— Start of Article —

Member of the Texas Senate from the 28th district
- In office 1983–1996
- Preceded by: E. L. Short
- Succeeded by: Robert L. Duncan

Personal details
- Born: John Thomas Montford June 28, 1943 (age 83) Fort Worth, Texas, U.S.
- Party: Democratic
- Spouses: ; ? ​(divorced)​ ; Debra Kay Mears ​(m. 1975)​
- Children: Mindy M. Montford Melonie Ann Montford DeRose John Ross Montford
- Alma mater: University of Texas at Austin (BA, JD)
- Occupation: Lawyer; Businessman University chancellor

Military service
- Allegiance: United States
- Branch/service: United States Marine Corps
- Years of service: 1968-1971

= John T. Montford =

American politician

John Thomas Montford (born June 28, 1943) is a business consultant in San Antonio, Texas, who is a former member of the Texas State Senate from District 28, based about Lubbock in West Texas. He is a former district attorney for Lubbock County and a former chancellor of the Texas Tech University System.

==Political life==

A native of Fort Worth, Montford graduated in 1965 from the University of Texas at Austin. He received his juris doctor degree in 1968 from the University of Texas School of Law. He was a judge advocate in the United States Marine Corps from 1968 to 1971. Thereafter, he became a practicing attorney in Lubbock. A Democrat, he was elected in 1978 as district attorney, in which capacity he acquired the sobriquet "Maximum John" for his vigorous prosecution of crime and demand for lengthy sentences.

Montford did not seek a second term as DA in 1982. Instead, he ran for and was elected to the state Senate. He unseated E. L. Short in the Democratic primary election and then defeated Republican Jim Reese, the former mayor of Odessa, in the general election. Montford served in the Senate from 1983 to 1996, during which time he was the chairman of the Senate Finance Committee and the Senate President Pro Tem. He was a member of the Legislative Budget Board and the Legislative Audit Committee. He joined with Ron Givens of Lubbock to create an additional county court at-law judgeship for Lubbock County. Montford authored the Statewide Water Package, approved by Texas voters in November 1985. Texas Monthly magazine named Montford among its "Top 10 Best Legislators" for five legislative sessions. He was "Governor for the Day" on April 24, 1993.

On leaving the Senate, he became the first chancellor of the newly established Texas Tech University System, a position which he maintained for five years until 2001. In February 1998, chancellor Montford announced a fundraising goal of $300 million to underwrite university improvements. Instead, donors contributed $500 million, which allowed for construction of the United Spirit Arena and renovations to Jones AT&T Stadium and several academic buildings. Mrs. Montford, the former Debra Kay Mears (born 1952), known as Debbie Montford, was involved in beautification of the Texas Tech campus while her husband was the chancellor. In 1999, Montford was named by the Lubbock Avalanche-Journal as Lubbock's "Most Influential Person".

In a 2012 radio appearance in Lubbock, Montford endorsed the legalization of casino gambling in Texas. Montford said that Texans are already traveling to Louisiana, New Mexico, and Oklahoma to gamble, and the state should earmark those otherwise lost revenues to public use.

— End of Article —

Tasks to carry out:
1 – Can you copy the John T. Montford article word for word, starting at "American politician" and ending at "for lengthy sentences."?
2 – Could you write the next part of the John T. Montford article, picking up after its final sentence?
You won't need the records that follow this article about John T. Montford.

— Start of Data listing —

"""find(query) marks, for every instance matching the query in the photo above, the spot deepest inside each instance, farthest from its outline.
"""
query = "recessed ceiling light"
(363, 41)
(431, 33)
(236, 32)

— End of Data listing —

Task results:
1 –
American politician

John Thomas Montford (born June 28, 1943) is a business consultant in San Antonio, Texas, who is a former member of the Texas State Senate from District 28, based about Lubbock in West Texas. He is a former district attorney for Lubbock County and a former chancellor of the Texas Tech University System.

==Political life==

A native of Fort Worth, Montford graduated in 1965 from the University of Texas at Austin. He received his juris doctor degree in 1968 from the University of Texas School of Law. He was a judge advocate in the United States Marine Corps from 1968 to 1971. Thereafter, he became a practicing attorney in Lubbock. A Democrat, he was elected in 1978 as district attorney, in which capacity he acquired the sobriquet "Maximum John" for his vigorous prosecution of crime and demand for lengthy sentences.

2 –
==Business career==
In 2001, Montford relocated to San Antonio, where he became involved in a succession of large business enterprises, beginning with the vice presidency for external affairs and then the presidency of Southwestern Bell, or SBC Communications, which was thereafter absorbed by American Telephone and Telegraph Company. John and Debbie Montford are civic leaders in San Antonio, having raised money for charities, educational institutions, and nonprofit organizations, including the San Antonio Symphony and the University of Texas at San Antonio. He pushed for the establishment of the UTSA Presidents Dinner, which in 2007 raised $4.6 million, a large bonanza for a commuter educational institution.

Since January 2010, Montford has been the president and chief executive officer of his own company, JTM Consulting, LLC. General Motors retained his firm as a consultant, in which assignment Montford was the senior advisor of government relations and global public policy until January 2012.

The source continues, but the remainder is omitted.